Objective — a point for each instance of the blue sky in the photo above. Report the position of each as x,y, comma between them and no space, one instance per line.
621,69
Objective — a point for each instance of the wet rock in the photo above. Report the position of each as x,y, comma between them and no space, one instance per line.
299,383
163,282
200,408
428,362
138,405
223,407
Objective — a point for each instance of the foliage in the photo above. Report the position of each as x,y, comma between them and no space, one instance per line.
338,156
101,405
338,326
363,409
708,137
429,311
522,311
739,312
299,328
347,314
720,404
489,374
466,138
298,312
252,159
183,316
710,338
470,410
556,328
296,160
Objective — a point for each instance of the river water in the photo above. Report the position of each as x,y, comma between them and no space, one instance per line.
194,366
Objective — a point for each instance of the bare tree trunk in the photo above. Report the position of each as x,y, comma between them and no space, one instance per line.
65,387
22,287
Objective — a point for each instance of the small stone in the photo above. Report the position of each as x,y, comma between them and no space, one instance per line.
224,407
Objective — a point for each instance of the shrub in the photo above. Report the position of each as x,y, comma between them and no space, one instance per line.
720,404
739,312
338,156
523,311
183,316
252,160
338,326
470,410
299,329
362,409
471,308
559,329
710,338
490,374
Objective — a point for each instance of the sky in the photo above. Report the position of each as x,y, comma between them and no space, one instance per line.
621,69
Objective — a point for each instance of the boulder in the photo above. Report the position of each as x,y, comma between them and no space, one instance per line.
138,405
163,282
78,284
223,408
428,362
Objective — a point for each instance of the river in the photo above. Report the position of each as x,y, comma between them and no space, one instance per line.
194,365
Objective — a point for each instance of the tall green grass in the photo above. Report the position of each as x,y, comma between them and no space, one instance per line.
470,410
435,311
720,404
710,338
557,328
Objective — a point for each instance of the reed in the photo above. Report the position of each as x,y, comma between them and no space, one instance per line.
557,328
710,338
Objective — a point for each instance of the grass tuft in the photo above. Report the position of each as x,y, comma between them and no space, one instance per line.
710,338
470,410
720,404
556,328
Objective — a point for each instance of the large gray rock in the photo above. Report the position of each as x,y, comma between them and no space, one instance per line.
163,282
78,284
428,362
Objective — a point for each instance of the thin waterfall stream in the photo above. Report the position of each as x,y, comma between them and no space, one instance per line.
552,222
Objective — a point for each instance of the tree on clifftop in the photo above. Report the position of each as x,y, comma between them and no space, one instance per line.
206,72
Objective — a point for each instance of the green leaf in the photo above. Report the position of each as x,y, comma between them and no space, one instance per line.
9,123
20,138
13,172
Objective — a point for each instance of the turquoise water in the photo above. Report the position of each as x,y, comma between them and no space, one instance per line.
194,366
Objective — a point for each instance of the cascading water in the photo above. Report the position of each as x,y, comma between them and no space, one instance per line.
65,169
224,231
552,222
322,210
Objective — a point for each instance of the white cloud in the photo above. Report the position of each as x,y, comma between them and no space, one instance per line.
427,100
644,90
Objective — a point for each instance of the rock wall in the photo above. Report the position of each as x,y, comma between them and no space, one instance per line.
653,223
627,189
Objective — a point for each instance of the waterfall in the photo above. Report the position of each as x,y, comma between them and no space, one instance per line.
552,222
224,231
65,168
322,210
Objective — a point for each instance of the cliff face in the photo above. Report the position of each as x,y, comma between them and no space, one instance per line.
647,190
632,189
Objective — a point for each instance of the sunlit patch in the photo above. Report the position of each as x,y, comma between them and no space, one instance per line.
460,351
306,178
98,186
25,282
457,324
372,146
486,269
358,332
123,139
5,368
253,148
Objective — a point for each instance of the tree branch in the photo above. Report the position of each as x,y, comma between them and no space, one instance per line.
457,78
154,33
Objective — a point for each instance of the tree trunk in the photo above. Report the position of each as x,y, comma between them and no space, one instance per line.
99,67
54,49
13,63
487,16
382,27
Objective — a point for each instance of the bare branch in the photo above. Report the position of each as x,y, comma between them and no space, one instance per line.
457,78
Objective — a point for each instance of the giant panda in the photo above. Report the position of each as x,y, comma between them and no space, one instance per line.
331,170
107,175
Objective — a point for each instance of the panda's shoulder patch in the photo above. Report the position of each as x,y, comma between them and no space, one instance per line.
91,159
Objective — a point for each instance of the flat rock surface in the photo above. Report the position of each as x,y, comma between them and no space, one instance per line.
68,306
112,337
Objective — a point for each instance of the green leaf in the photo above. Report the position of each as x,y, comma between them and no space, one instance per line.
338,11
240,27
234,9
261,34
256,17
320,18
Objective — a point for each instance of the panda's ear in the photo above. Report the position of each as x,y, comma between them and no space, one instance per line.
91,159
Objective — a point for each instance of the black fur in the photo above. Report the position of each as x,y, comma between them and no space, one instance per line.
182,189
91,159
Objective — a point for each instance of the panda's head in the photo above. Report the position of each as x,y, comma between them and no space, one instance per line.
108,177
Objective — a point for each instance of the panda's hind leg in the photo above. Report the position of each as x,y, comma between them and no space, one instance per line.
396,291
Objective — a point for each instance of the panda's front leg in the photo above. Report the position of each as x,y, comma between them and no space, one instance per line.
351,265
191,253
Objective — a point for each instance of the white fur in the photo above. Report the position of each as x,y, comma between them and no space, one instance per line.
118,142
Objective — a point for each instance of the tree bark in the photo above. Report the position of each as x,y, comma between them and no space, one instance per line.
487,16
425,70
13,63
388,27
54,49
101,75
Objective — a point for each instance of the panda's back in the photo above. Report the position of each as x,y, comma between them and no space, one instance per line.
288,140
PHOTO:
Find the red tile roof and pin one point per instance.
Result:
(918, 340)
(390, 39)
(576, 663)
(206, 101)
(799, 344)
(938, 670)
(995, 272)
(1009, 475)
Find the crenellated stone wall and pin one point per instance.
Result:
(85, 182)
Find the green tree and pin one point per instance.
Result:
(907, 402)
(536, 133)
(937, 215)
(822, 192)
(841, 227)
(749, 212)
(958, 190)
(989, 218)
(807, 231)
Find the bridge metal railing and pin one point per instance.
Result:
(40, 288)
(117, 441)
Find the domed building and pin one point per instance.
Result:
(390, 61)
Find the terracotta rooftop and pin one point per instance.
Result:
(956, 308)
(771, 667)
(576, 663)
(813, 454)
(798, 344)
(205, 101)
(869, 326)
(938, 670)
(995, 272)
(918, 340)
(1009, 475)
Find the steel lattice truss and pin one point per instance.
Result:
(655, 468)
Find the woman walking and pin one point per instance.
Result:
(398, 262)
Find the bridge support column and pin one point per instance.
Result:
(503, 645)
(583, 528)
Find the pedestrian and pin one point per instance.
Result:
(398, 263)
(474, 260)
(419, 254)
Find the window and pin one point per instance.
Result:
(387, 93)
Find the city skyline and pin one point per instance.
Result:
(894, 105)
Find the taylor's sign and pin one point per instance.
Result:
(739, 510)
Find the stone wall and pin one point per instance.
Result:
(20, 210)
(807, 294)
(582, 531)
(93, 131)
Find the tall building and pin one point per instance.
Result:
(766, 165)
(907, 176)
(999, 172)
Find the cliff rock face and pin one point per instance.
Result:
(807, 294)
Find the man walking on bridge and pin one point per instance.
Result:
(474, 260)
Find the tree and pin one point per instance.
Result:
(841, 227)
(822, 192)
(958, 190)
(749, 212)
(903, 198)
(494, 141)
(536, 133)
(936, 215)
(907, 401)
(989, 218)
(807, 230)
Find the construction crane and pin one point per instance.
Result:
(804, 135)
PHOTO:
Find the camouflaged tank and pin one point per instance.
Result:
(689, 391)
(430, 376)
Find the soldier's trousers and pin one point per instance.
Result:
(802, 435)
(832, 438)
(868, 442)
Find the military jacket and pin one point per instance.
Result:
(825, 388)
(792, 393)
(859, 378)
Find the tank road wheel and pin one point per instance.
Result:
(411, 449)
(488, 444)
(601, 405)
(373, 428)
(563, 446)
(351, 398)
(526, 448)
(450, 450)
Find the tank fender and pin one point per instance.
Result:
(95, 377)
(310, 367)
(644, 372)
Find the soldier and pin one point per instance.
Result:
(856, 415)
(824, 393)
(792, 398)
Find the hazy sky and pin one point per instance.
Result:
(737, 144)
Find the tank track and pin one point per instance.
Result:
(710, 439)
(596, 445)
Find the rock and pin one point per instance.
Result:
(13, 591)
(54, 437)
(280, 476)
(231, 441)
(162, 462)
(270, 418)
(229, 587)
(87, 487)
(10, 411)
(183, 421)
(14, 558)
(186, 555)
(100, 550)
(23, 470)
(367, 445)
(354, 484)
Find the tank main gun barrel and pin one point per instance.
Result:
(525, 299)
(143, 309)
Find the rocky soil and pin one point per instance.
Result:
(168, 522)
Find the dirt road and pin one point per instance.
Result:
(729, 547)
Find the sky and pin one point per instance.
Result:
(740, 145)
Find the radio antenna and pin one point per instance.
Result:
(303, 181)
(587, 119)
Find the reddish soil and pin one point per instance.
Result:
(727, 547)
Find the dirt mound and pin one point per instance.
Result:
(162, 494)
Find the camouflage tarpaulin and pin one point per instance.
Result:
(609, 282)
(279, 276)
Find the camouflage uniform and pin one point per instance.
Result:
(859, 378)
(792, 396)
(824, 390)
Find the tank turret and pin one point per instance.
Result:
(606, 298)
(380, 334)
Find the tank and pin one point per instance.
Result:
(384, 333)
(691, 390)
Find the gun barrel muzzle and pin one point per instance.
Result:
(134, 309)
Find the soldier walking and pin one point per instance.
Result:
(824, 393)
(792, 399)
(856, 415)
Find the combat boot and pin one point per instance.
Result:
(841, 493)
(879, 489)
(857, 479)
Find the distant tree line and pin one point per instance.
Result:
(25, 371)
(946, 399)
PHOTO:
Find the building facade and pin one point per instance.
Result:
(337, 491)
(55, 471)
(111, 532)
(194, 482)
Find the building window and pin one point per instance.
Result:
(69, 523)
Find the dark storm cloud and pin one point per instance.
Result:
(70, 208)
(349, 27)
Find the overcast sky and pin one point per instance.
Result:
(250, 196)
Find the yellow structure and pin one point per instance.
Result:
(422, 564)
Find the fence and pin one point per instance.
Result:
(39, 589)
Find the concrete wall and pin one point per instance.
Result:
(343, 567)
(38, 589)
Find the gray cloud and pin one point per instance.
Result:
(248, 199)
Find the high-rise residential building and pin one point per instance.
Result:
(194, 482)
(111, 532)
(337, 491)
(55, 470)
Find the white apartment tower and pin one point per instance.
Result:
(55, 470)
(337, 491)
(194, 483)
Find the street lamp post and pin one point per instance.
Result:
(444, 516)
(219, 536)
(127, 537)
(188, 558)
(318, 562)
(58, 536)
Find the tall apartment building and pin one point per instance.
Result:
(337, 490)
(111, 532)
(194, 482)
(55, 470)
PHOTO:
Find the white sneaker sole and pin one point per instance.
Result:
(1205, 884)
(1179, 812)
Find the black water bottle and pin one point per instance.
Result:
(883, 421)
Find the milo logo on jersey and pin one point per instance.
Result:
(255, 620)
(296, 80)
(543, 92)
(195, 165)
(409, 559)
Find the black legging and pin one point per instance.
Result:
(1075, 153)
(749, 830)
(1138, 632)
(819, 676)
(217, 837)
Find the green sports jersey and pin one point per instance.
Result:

★ ★ ★ ★ ★

Copy exactly. Include the line containing "Find the tall apartment" and every later line through the end of the listing, and nothing else.

Find the tall apartment building and pin one point per instance.
Result:
(337, 490)
(111, 532)
(194, 482)
(55, 470)
PHOTO:
Find the white sneaker sole and pin one point per instance.
Result:
(1205, 884)
(1179, 812)
Find the black water bottle and pin one point per instance.
Result:
(883, 421)
Find the milo logo on jersey and pin one point per instance.
Result:
(255, 620)
(296, 80)
(543, 92)
(195, 165)
(409, 559)
Find the black legging and pin one point per instance.
Result:
(1075, 153)
(749, 830)
(1138, 632)
(819, 676)
(217, 837)
Find the green sports jersey and pin one point per instance.
Result:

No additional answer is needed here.